Pointing entries for labeled objects
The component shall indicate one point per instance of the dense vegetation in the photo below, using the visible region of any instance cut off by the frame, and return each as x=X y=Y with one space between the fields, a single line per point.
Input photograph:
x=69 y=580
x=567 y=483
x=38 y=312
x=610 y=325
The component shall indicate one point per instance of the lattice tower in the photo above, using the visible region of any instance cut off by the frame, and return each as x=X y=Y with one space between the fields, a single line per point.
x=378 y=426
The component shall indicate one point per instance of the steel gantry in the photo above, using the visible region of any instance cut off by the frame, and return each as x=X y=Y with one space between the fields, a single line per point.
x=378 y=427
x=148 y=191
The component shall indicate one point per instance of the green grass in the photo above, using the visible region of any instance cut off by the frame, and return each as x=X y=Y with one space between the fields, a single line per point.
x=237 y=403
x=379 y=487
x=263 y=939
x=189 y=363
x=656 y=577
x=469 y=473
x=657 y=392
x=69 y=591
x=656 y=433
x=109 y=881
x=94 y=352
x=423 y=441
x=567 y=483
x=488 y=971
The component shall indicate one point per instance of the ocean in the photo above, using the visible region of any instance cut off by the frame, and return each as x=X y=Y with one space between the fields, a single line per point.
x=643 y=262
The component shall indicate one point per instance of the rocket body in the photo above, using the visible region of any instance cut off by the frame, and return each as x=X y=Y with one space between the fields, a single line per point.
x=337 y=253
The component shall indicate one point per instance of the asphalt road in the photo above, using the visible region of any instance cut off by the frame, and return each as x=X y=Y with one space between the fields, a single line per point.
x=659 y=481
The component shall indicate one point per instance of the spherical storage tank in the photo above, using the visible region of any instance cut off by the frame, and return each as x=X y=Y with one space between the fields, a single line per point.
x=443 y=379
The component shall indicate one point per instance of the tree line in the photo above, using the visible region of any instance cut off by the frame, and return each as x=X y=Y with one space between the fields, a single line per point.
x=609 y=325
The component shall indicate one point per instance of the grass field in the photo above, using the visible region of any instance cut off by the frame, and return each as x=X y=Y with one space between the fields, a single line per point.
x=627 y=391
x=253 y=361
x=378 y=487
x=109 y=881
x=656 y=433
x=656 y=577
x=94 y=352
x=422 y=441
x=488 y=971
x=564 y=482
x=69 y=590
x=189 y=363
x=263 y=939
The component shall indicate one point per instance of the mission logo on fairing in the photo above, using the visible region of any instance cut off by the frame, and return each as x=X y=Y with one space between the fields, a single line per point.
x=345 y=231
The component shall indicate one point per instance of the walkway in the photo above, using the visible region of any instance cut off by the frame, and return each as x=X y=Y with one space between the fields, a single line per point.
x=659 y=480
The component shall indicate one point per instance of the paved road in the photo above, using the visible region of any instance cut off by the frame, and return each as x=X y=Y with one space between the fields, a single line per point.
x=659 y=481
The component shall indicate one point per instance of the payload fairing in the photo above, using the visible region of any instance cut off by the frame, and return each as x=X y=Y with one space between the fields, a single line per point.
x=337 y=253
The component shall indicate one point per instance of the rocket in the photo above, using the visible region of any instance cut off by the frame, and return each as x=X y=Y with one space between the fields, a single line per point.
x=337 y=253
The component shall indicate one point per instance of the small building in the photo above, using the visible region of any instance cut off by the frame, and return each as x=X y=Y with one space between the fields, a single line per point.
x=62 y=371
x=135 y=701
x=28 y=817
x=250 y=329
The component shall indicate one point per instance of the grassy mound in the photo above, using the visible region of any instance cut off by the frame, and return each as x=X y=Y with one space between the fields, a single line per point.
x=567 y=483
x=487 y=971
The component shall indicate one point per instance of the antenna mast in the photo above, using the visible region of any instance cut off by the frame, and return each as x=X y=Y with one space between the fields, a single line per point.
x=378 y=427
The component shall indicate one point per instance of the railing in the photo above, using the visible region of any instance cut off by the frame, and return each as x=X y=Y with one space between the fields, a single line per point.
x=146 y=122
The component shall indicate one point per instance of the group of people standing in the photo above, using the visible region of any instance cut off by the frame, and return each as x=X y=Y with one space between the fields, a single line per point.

**DIRECTION:** Write out again every line of the listing from the line with "the rocket in" up to and including the line with "x=487 y=971", keeping all wording unchanged. Multiply each x and y coordinate by 0.4 and round it to a whole number, with halves rounded up.

**WRITTEN SOLUTION:**
The component shall indicate one point per instance of the rocket in the photo above, using the visible region of any instance cut off by the frame, and return each as x=X y=Y with one space between the fields, a single line per point.
x=135 y=101
The component shall indicate one point per instance of the small building in the photo above, using the visible region of any instance cut off by the frame, and return each as x=X y=Y with one space between the fields, a single line per point.
x=25 y=148
x=54 y=280
x=11 y=327
x=100 y=132
The component shall indicate one point per instance of the grassy mound in the photo above, using the visible region of any instance cut off by the frame, and return each as x=X y=Y with one space between the fields, a single line per point.
x=227 y=193
x=195 y=388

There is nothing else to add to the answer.